__STATED EXERCISE 1__
In the passage about Hans Kung, since what year had he been professor of Catholic Theology at the University of Tubingen?

__SELECTED EXCERPT__
A year after Pope John Paul II was elected pope, Hans Kung's permission to teach as a Catholic theologian was withdrawn by the Vatican, to the huge dismay of his readers around the world. The University of Tubingen, where he had been professor of Catholic Theology since 1960, promptly gave him a personal chair in Ecumenical Theology and confirmed him as director of its Institute for Ecumenical Research.
Since then, Kung has continued to write and lecture and has remained in his own words, "a Catholic priest in good standing". His latest book, The Catholic Church: A Short History, as well as being a masterful synthesis of extensive research written by an ecumenical theologian of first rank, is a remarkable example of sustained historical writing.

__Picture annotation listing__
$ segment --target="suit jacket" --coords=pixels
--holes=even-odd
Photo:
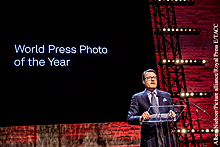
[[[158,95],[159,106],[162,105],[173,105],[173,101],[170,98],[168,92],[160,91],[156,89]],[[139,125],[141,124],[139,118],[145,111],[149,110],[149,107],[152,106],[148,98],[146,89],[142,92],[134,94],[131,99],[130,109],[128,111],[127,121],[130,125]],[[176,113],[176,117],[179,117],[179,113],[173,109]],[[162,113],[168,113],[169,109],[164,107],[160,109]],[[150,114],[152,112],[149,112]],[[169,138],[166,123],[163,123],[163,133],[164,142],[166,146],[169,146]],[[156,132],[156,123],[143,123],[141,124],[141,146],[142,147],[155,147],[157,146],[157,132]],[[171,146],[173,146],[173,137],[171,135]]]

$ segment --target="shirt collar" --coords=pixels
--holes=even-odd
[[[147,89],[146,89],[146,92],[147,92],[147,95],[151,94],[151,91],[149,91],[149,90],[147,90]],[[152,92],[154,92],[154,94],[157,95],[157,90],[156,90],[156,89],[155,89],[154,91],[152,91]]]

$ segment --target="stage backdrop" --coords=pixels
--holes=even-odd
[[[156,68],[149,3],[3,8],[1,126],[124,122]]]

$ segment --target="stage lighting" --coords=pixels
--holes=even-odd
[[[173,97],[179,98],[189,98],[189,97],[211,97],[213,95],[212,92],[173,92],[171,93]]]
[[[178,5],[178,6],[193,6],[194,0],[152,0],[151,5]]]
[[[177,34],[177,35],[199,35],[200,32],[201,29],[199,28],[163,28],[163,29],[158,28],[154,33]]]
[[[172,61],[172,62],[170,62]],[[158,64],[167,64],[167,65],[205,65],[206,60],[196,60],[196,59],[162,59],[162,63]]]

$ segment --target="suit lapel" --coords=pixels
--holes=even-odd
[[[151,104],[146,89],[143,91],[143,100],[147,104],[147,107],[150,107]]]
[[[157,89],[157,95],[158,95],[159,106],[161,106],[163,103],[163,98],[162,98],[162,95],[158,89]]]

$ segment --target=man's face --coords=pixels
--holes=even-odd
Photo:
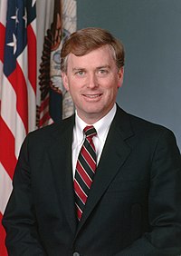
[[[83,56],[70,54],[63,84],[70,92],[78,115],[94,123],[112,108],[123,81],[123,68],[118,71],[109,45]]]

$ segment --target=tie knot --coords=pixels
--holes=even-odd
[[[86,126],[84,129],[83,129],[83,132],[86,135],[86,137],[90,137],[92,138],[93,136],[95,136],[97,134],[97,131],[96,129],[93,127],[93,125],[90,125],[90,126]]]

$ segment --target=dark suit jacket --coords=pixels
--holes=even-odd
[[[3,221],[9,255],[180,254],[181,159],[172,132],[118,107],[77,223],[73,125],[74,116],[23,144]]]

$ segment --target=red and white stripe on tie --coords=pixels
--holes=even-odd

__STATED EXERCISE 2__
Reproduce the lines of the listing exactly, starting at the line containing "on tie --coords=pixels" and continuing through the end of the listing.

__COMPLETE RESPONSE 1__
Since 1960.

__COMPLETE RESPONSE 2__
$ segment --target=red and white stripe on tie --coords=pixels
--holes=even-odd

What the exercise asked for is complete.